THE REQUEST: Please reproduce, word for word, the lines below from the line with "pond -> outline each instance" to the line with "[[[1,0],[0,139],[140,139],[138,0]],[[33,61],[54,32],[90,61]]]", including both of those lines.

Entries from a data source
--- Begin ---

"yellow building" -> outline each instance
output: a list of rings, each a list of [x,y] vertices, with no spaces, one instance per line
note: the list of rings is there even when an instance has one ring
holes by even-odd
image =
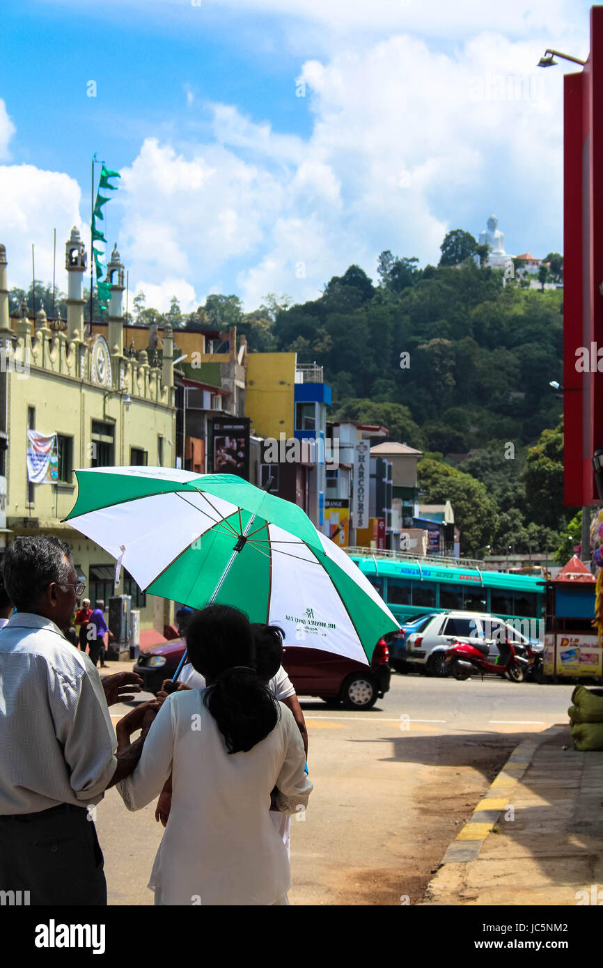
[[[69,542],[87,583],[85,597],[106,600],[132,594],[140,628],[163,631],[173,604],[143,595],[128,575],[113,590],[114,560],[61,520],[75,503],[76,468],[111,465],[174,467],[176,411],[173,335],[164,329],[163,362],[149,363],[145,349],[125,353],[122,292],[124,269],[116,249],[107,265],[111,300],[106,338],[85,335],[82,275],[86,253],[74,228],[66,245],[69,278],[67,320],[48,323],[42,309],[28,318],[25,306],[11,318],[7,258],[0,246],[0,499],[5,494],[0,545],[18,534],[53,533]],[[56,435],[57,461],[49,483],[28,479],[28,431]],[[2,448],[4,444],[4,448]]]

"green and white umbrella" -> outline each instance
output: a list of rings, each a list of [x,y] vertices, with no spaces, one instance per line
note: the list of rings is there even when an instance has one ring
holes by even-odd
[[[296,504],[235,474],[169,468],[75,471],[65,519],[149,594],[234,605],[286,645],[369,662],[400,626],[360,569]]]

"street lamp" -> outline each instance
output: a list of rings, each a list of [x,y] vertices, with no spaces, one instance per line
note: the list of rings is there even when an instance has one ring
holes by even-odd
[[[560,57],[562,60],[570,60],[574,64],[582,64],[583,67],[587,63],[586,61],[579,60],[578,57],[570,57],[569,54],[562,54],[560,50],[552,50],[550,47],[547,47],[544,52],[544,57],[540,58],[536,67],[555,67],[557,65],[557,61],[553,59],[554,54],[556,57]]]

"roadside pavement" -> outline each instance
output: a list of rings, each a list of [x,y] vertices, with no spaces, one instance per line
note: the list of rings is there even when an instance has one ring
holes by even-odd
[[[418,903],[603,903],[603,752],[569,724],[520,743]]]

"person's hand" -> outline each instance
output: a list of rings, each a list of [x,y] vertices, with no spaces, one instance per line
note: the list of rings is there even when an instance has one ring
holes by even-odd
[[[114,706],[134,699],[134,694],[141,691],[142,680],[136,672],[116,672],[112,676],[102,676],[101,683],[106,705]]]
[[[167,818],[169,816],[169,810],[171,808],[171,794],[162,791],[159,795],[159,800],[157,801],[157,806],[155,807],[155,819],[159,823],[161,820],[162,825],[166,827],[167,824]]]
[[[162,687],[159,690],[159,692],[157,693],[157,698],[161,699],[162,702],[165,702],[167,699],[167,696],[169,695],[169,693],[167,692],[167,689],[166,688],[166,685],[170,685],[170,684],[171,684],[171,680],[170,679],[165,679],[164,681],[162,682]],[[180,692],[182,689],[190,689],[191,688],[190,685],[186,685],[184,682],[179,682],[177,680],[176,680],[176,684],[178,686],[178,688],[176,689],[176,692]]]
[[[129,742],[132,734],[138,729],[141,730],[140,735],[144,738],[153,725],[160,709],[161,703],[158,703],[156,699],[151,699],[148,703],[138,703],[134,710],[122,716],[115,727],[120,745]]]

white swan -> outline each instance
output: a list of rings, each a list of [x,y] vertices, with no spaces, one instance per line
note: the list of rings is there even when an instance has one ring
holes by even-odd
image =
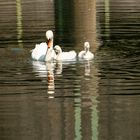
[[[46,32],[47,43],[42,42],[36,44],[35,48],[31,50],[31,57],[37,61],[50,61],[55,57],[55,51],[53,50],[53,32],[48,30]]]
[[[94,54],[89,51],[90,45],[89,42],[84,43],[85,50],[79,52],[78,57],[80,59],[91,60],[94,58]]]
[[[77,54],[74,50],[69,52],[62,52],[62,49],[59,45],[56,45],[54,50],[56,52],[55,60],[57,61],[72,61],[76,59]]]

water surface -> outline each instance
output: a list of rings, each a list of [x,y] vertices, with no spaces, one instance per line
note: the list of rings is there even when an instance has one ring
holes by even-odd
[[[2,0],[0,16],[0,139],[140,139],[138,1]],[[48,29],[95,59],[32,61]]]

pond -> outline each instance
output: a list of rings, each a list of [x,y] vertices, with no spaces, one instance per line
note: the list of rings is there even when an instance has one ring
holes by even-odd
[[[1,0],[0,139],[140,139],[138,0]],[[33,61],[54,32],[90,61]]]

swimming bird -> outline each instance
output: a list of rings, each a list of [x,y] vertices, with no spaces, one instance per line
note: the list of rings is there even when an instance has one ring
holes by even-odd
[[[53,32],[51,30],[46,31],[47,43],[42,42],[36,44],[35,48],[31,50],[31,57],[37,61],[50,61],[55,57],[55,51],[53,50]]]
[[[85,59],[85,60],[93,59],[94,54],[92,52],[90,52],[90,50],[89,50],[89,48],[90,48],[89,42],[84,43],[84,48],[85,48],[85,50],[79,52],[79,54],[78,54],[79,59]]]
[[[58,61],[71,61],[76,59],[76,52],[74,50],[69,51],[69,52],[63,52],[61,47],[59,45],[56,45],[54,47],[54,50],[56,52],[56,58],[55,60]]]

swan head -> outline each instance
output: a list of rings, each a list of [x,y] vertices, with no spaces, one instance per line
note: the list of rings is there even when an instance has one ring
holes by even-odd
[[[48,39],[48,40],[52,40],[53,39],[53,31],[52,30],[48,30],[48,31],[46,31],[46,38]]]
[[[48,48],[51,48],[51,46],[53,46],[53,32],[52,32],[52,30],[46,31],[46,38],[47,38]]]
[[[84,43],[84,47],[87,48],[87,49],[89,49],[90,48],[89,42],[85,42]]]
[[[62,52],[62,49],[61,49],[61,47],[59,45],[56,45],[54,47],[54,50],[55,50],[56,54],[60,54]]]

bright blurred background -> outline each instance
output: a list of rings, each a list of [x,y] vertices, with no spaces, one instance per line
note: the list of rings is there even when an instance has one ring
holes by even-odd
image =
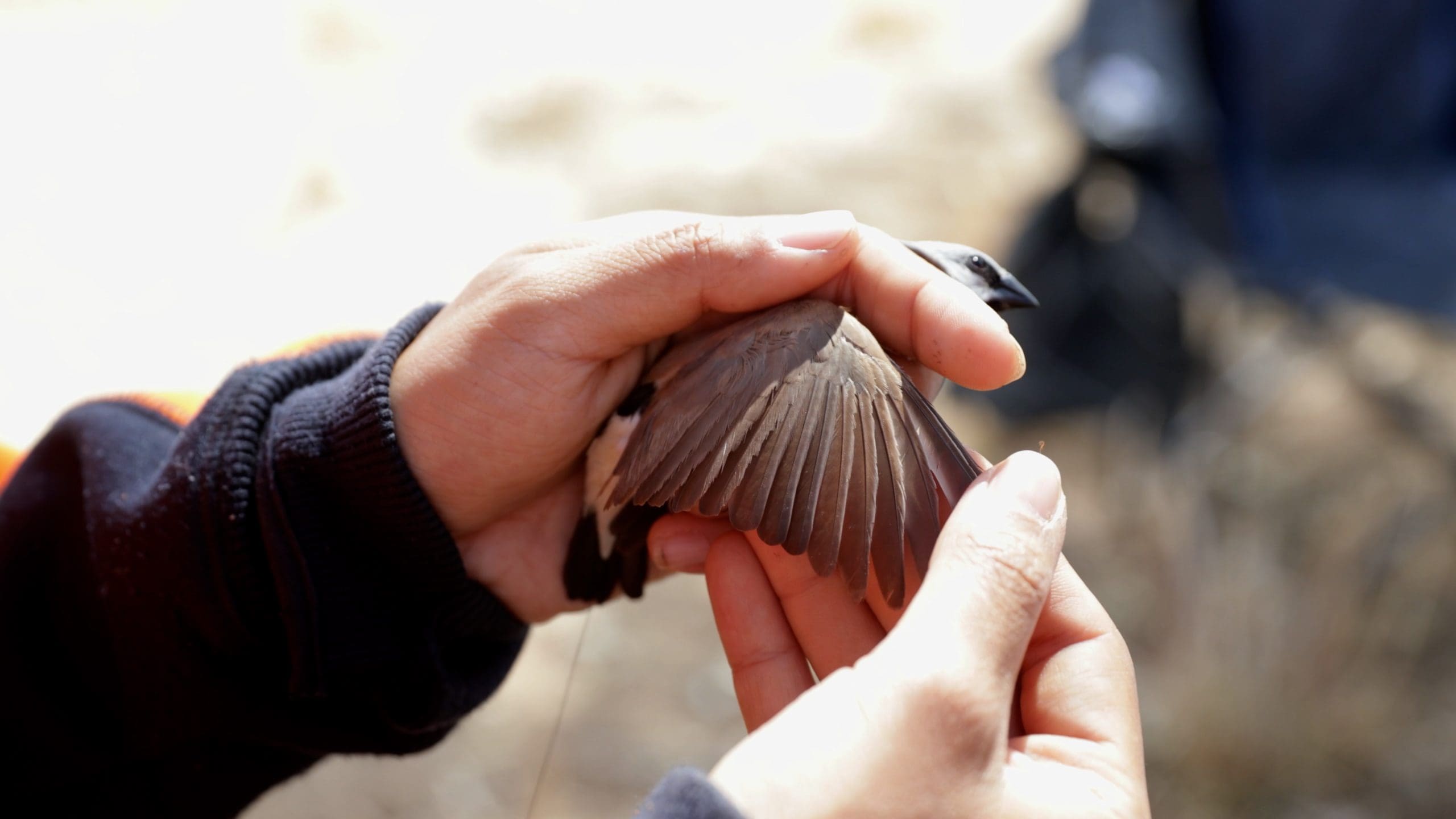
[[[1158,815],[1456,812],[1447,0],[0,1],[0,440],[648,207],[847,207],[1037,291],[1028,376],[941,407],[1061,465]],[[741,733],[676,579],[248,816],[625,816]]]

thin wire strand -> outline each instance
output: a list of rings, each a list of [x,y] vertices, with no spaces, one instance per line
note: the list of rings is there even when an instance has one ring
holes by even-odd
[[[550,739],[546,740],[546,755],[542,756],[542,765],[536,769],[536,787],[531,788],[531,799],[526,803],[526,819],[531,819],[536,815],[536,797],[540,796],[542,783],[546,780],[550,755],[556,751],[556,737],[561,736],[561,724],[566,717],[566,702],[571,700],[571,683],[577,679],[577,663],[581,662],[581,647],[587,644],[587,627],[591,625],[591,612],[594,611],[597,611],[596,606],[587,609],[587,616],[581,619],[581,631],[577,634],[577,650],[572,651],[571,667],[566,669],[566,686],[561,692],[561,705],[556,707],[556,726],[550,732]]]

--- End ---

PROBLEM SOLUTION:
pond -> outline each instance
output: a list of rings, each a list of [x,y] vertices, with no spaces, one instance per line
note: the list of rings is there even when an instance has one ring
holes by even-odd
[[[1,0],[0,139],[140,139],[138,0]],[[33,61],[54,32],[90,61]]]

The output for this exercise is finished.